| EXERCISE PROMPT |
Check each statement against the post about a Java UDF that takes an array of structs, answering yes or no and quoting the words of the post that decide it. 1. All of the data comes from one column of one row. 2. The writer wants the UDF to read the input as a List<Row>. 3. The class MyUdf implements UDF2.

| EXTRACT |

=======

1

I'm trying to use UDF with input type Array of struct. For example, let's say I have the following structure of data. This would all come from a single column from a table, from a single row.

[
  {
    "id": { "value": "23tsdag"},
    "parser": { }
    "probability: 1
  },
  {
    "id": { "value": "ysadoghues"},
    "parser": { }
    "probability: .98
  },
  {
    "id": { "value": "ds8galiusgh4"},
    "parser": { }
    "probability: .7
  },
  ...
  ...
  ...
  {
    "id": { "value": "28sh32ds"},
    "parser": { }
    "probability: .3
  }
]

For my JAVA UDF, I want to read this in as a Seq<Row> (since according to Spark SQL UDF with complex input parameter it says that "... struct types are converted to o.a.s.sql.Row ... data will be exposed as Seq[Row])".)

Therefore, this is my JAVA Code:

public class MyUdf implements UDF1<Seq<Row>, String> {

    public String call(Seq<Row> sequence) throws Exception {
        ...
        ...
        ...

=======

| INFORMATION GIVEN |
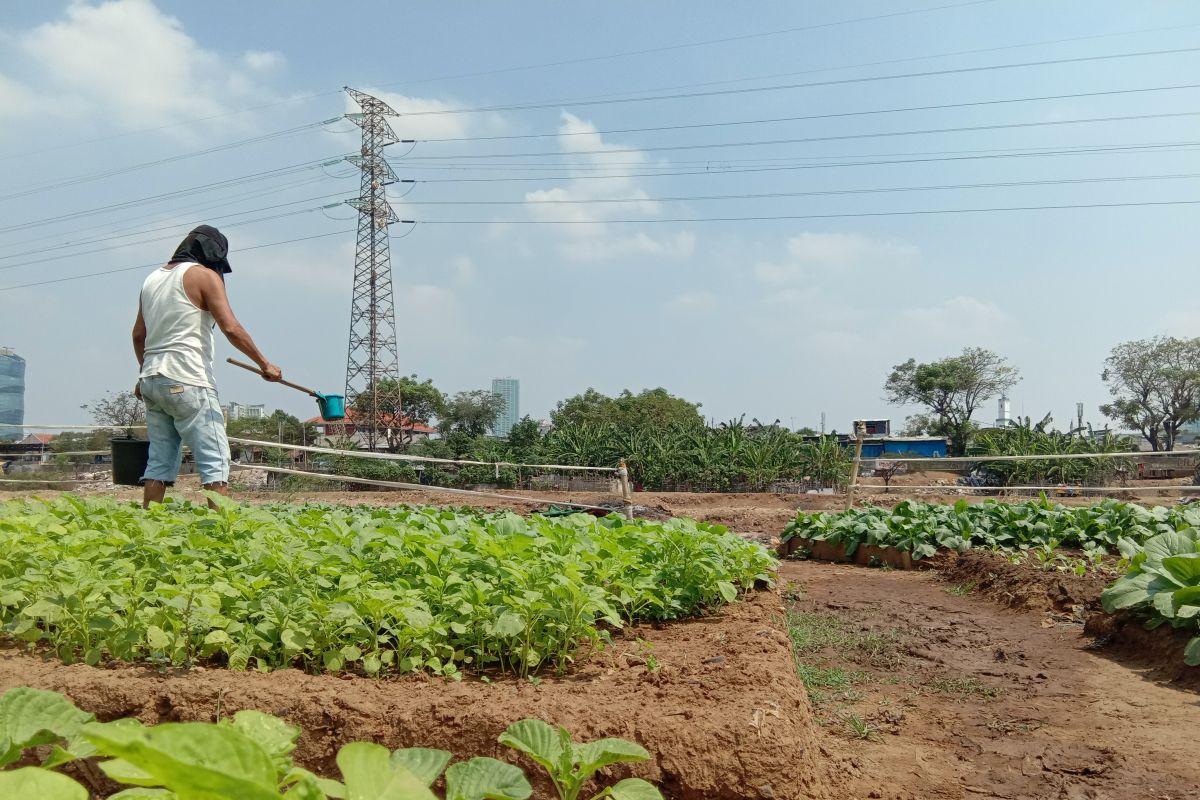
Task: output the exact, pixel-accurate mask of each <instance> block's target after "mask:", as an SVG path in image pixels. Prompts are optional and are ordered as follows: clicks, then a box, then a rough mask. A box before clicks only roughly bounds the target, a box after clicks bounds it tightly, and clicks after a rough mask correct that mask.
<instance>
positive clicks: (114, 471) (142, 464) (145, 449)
mask: <svg viewBox="0 0 1200 800" xmlns="http://www.w3.org/2000/svg"><path fill="white" fill-rule="evenodd" d="M149 461H150V443H149V441H146V440H145V439H113V483H115V485H116V486H140V485H142V476H143V475H145V473H146V462H149Z"/></svg>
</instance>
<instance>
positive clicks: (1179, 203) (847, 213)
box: [409, 200, 1200, 225]
mask: <svg viewBox="0 0 1200 800" xmlns="http://www.w3.org/2000/svg"><path fill="white" fill-rule="evenodd" d="M1170 205H1200V200H1140V201H1132V203H1079V204H1074V203H1073V204H1064V205H1015V206H1000V207H980V209H924V210H912V211H847V212H844V213H781V215H770V216H748V217H649V218H644V219H413V221H409V222H412V223H413V224H419V225H494V224H514V225H578V224H584V225H602V224H608V223H618V224H620V223H628V224H642V223H662V222H670V223H686V222H774V221H784V219H847V218H862V217H916V216H936V215H942V213H947V215H956V213H992V212H1003V211H1061V210H1066V209H1129V207H1141V206H1170Z"/></svg>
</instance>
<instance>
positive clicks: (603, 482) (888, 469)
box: [0, 425, 1200, 510]
mask: <svg viewBox="0 0 1200 800" xmlns="http://www.w3.org/2000/svg"><path fill="white" fill-rule="evenodd" d="M10 427H23V428H38V429H47V428H60V429H84V431H124V429H127V427H134V428H142V427H144V426H89V425H58V426H49V425H37V426H35V425H24V426H10ZM229 441H230V444H233V445H235V446H236V447H241V449H242V450H244V452H246V453H248V455H250V463H234V464H233V467H234V469H235V470H238V471H239V473H241V474H246V473H251V471H256V470H257V471H258V473H260V474H263V475H264V476H277V480H275V481H274V486H272V485H271V481H265V482H264V485H263V486H262V487H260V488H296V487H304V486H306V485H307V486H320V485H322V483H324V485H326V486H328V485H343V486H348V487H350V488H352V489H353V488H354V487H359V488H368V487H371V488H385V489H401V491H422V492H430V493H444V494H452V495H461V497H476V498H485V499H492V500H504V501H510V503H518V504H523V505H539V504H557V505H560V506H566V507H580V509H587V510H596V509H606V510H611V505H606V506H596V505H590V504H586V503H568V501H563V500H554V499H551V498H545V497H541V498H534V497H529V495H517V494H504V493H502V492H497V491H496V489H511V488H520V489H523V491H541V492H547V493H552V494H553V493H569V492H595V493H601V494H602V493H608V494H619V495H620V497H622V498H623V501H624V503H625V504H626V505H628V504H629V503H630V500H629V497H630V493H631V491H632V487H631V485H630V482H629V475H628V471H626V470H625V469H624V465H623V464H622V465H619V467H594V465H581V464H556V463H548V464H547V463H522V462H512V461H484V459H470V458H438V457H431V456H415V455H410V453H390V452H374V451H365V450H344V449H338V447H332V446H317V445H307V444H305V445H296V444H287V443H281V441H268V440H259V439H247V438H241V437H230V438H229ZM108 453H109V451H107V450H78V451H64V452H55V451H53V450H32V451H29V450H26V451H16V450H13V451H8V452H4V451H0V459H5V458H14V459H41V463H37V462H34V463H30V462H29V461H25V462H24V463H22V464H20V467H23V468H29V467H46V468H48V470H53V469H62V468H64V467H73V468H74V469H76V470H77V474H76V476H73V477H71V476H64V475H62V474H61V473H53V471H48V473H47V475H46V476H44V477H41V476H37V475H36V474H34V473H26V471H19V473H18V474H19V475H20V476H19V477H18V476H14V475H12V474H10V473H6V474H4V476H2V477H0V483H5V485H17V486H19V485H25V486H29V485H46V486H89V487H90V486H110V480H112V475H110V473H106V471H102V470H89V473H88V474H79V471H80V470H82V469H85V468H88V467H90V465H92V464H89V463H85V462H84V463H79V462H72V463H68V464H61V463H56V464H55V463H49V462H46V461H44V459H48V458H50V457H64V458H83V457H95V456H106V455H108ZM298 453H299V455H301V459H299V461H300V462H302V463H298V462H296V461H295V459H294V457H295V456H296V455H298ZM307 456H313V457H314V458H312V459H308V458H307ZM289 459H293V461H289ZM1087 459H1092V461H1098V462H1103V463H1105V464H1123V465H1124V467H1121V468H1120V469H1118V470H1116V471H1104V470H1099V471H1097V473H1096V474H1094V476H1092V477H1087V479H1084V480H1062V481H1056V480H1051V481H1045V480H1042V481H1038V480H1033V481H1028V480H1025V481H1020V480H1015V481H1014V482H1012V483H1004V482H1003V481H997V480H996V479H995V477H988V479H986V480H984V479H980V477H977V476H976V474H977V473H978V470H979V468H980V467H985V465H988V464H997V463H998V464H1006V463H1021V462H1025V463H1030V462H1037V463H1046V464H1052V463H1057V462H1080V461H1087ZM1172 462H1174V463H1172ZM18 463H19V462H18ZM364 463H390V464H397V465H400V467H401V468H403V471H400V473H385V474H382V475H380V474H374V473H372V471H371V470H368V469H367V470H364V469H362V468H361V465H362V464H364ZM1130 463H1136V465H1138V470H1130V469H1128V465H1129V464H1130ZM1152 464H1153V465H1152ZM95 467H101V468H103V467H106V465H102V464H95ZM298 467H299V468H298ZM443 468H450V469H451V471H450V473H449V474H446V473H445V471H444V469H443ZM454 470H458V471H457V473H455V471H454ZM463 470H473V471H463ZM502 470H503V471H504V473H503V474H502ZM937 470H943V471H952V473H953V471H959V473H970V474H968V475H965V476H964V477H960V479H959V480H958V482H955V483H943V482H936V483H935V482H926V483H920V485H913V483H905V482H904V481H902V479H901V480H899V481H898V480H895V479H896V476H898V475H904V474H920V473H925V471H937ZM430 473H437V476H438V477H439V479H440V480H442V481H443V482H437V481H433V480H425V479H427V477H428V475H430ZM448 475H449V479H454V480H461V483H460V485H456V486H450V485H446V479H448ZM514 475H515V477H514ZM408 476H414V477H415V476H420V477H419V479H418V480H407V477H408ZM1031 476H1032V477H1034V479H1038V477H1043V479H1044V477H1048V476H1050V475H1048V474H1033V475H1030V474H1026V475H1025V477H1031ZM1147 476H1148V477H1147ZM502 477H503V479H504V480H502ZM1010 477H1012V475H1010ZM1130 477H1134V479H1135V480H1141V481H1142V482H1147V481H1148V480H1152V479H1166V480H1156V482H1154V483H1153V485H1142V486H1130V485H1129V482H1128V481H1129V479H1130ZM1189 477H1190V479H1192V485H1184V483H1181V482H1177V481H1178V480H1186V479H1189ZM278 479H298V480H293V481H292V482H290V485H287V483H284V481H283V480H278ZM300 479H302V480H300ZM1114 479H1116V480H1114ZM505 481H506V482H505ZM881 481H882V482H881ZM1169 481H1172V482H1169ZM306 482H307V483H306ZM252 488H259V487H252ZM659 491H664V492H715V491H720V492H724V493H760V492H764V493H773V494H835V493H836V494H841V493H842V492H845V494H846V495H847V500H848V501H851V503H852V497H853V493H854V492H856V491H857V492H862V493H872V494H875V493H880V492H883V493H888V494H892V493H940V494H949V495H968V497H970V495H976V497H979V495H984V497H1000V495H1006V494H1013V495H1016V494H1022V493H1055V494H1058V495H1063V494H1066V495H1073V494H1074V495H1108V494H1111V495H1130V494H1134V495H1136V494H1156V493H1158V494H1163V493H1178V494H1182V495H1190V494H1196V493H1200V450H1175V451H1147V452H1140V451H1138V452H1088V453H1024V455H997V456H986V455H970V456H932V457H911V456H907V455H905V456H901V457H896V458H890V457H888V456H886V455H881V456H874V457H869V458H860V459H859V461H858V462H857V463H856V464H854V467H853V468H852V473H851V475H850V480H848V485H847V486H845V487H844V489H842V491H838V489H833V488H823V487H817V486H815V485H814V483H812V482H811V481H806V480H803V479H800V480H774V481H761V482H748V483H736V485H728V486H722V487H720V488H718V487H715V486H696V485H691V483H688V485H666V486H664V487H661V489H659Z"/></svg>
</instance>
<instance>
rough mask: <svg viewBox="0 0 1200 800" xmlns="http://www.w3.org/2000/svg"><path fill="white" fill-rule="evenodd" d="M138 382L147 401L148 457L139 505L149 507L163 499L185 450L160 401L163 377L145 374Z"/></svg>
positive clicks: (146, 433)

=======

| TASK OUTPUT |
1. Yes: "This would all come from a single column from a table, from a single row."
2. No: "I want to read this in as a Seq<Row>"
3. No: "public class MyUdf implements UDF1<Seq<Row>, String>"